• **Instructions to follow**:
Write out the lines below word for word, from the first one through the line that contains "x=122 y=173", including that line.

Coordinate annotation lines
*-*-*
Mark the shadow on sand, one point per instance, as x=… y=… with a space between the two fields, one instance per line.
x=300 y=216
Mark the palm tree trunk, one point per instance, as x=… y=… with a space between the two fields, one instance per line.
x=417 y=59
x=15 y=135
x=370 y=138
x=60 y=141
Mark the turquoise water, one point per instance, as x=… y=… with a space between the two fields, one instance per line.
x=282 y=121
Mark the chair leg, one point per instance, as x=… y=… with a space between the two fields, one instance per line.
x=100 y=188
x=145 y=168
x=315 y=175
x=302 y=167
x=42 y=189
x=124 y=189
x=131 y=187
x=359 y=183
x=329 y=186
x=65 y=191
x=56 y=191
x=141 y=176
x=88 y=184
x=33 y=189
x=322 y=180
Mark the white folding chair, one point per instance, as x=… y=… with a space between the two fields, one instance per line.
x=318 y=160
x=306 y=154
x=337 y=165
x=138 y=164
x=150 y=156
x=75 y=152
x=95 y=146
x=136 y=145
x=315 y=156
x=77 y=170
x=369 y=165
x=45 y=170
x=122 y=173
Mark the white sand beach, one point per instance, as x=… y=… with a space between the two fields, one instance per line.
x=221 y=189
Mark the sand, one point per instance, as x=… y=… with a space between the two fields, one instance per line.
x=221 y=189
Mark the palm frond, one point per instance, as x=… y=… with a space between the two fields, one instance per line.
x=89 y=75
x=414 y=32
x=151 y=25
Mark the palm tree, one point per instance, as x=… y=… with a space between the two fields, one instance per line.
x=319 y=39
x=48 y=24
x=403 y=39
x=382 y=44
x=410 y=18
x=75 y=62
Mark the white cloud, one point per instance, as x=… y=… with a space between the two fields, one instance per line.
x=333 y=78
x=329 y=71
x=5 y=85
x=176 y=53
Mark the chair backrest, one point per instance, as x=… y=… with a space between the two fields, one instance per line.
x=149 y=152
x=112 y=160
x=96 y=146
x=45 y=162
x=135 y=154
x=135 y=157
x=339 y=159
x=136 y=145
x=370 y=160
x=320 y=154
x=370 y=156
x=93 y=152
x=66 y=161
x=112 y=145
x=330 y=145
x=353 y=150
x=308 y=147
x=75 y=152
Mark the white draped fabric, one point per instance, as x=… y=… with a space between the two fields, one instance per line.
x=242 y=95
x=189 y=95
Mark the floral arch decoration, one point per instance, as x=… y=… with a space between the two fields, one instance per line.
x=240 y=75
*-*-*
• **Answer to this problem**:
Mark the shadow on sand, one point per instance, as x=… y=… with a space between the two fields, one instance per line.
x=300 y=216
Mark the palm tree trunk, one point per instance, as x=… y=… with a space between the two fields, one instance per line.
x=417 y=59
x=15 y=135
x=370 y=138
x=60 y=141
Mark the turquoise water, one point per instance, as x=… y=… with a space between the two fields, one instance per line.
x=282 y=121
Mark the chair leg, one point per instance, as x=… y=… with a space between the two fields, one instance per line.
x=100 y=188
x=145 y=168
x=315 y=175
x=302 y=167
x=42 y=189
x=124 y=189
x=131 y=187
x=359 y=183
x=329 y=186
x=65 y=191
x=56 y=191
x=141 y=176
x=88 y=184
x=33 y=189
x=322 y=180
Mark the white folding chair, one point per instance, as x=… y=… with a space between the two fields, one instance per line.
x=318 y=160
x=306 y=154
x=337 y=165
x=138 y=164
x=150 y=156
x=75 y=152
x=95 y=146
x=136 y=145
x=315 y=156
x=77 y=170
x=369 y=165
x=45 y=170
x=122 y=173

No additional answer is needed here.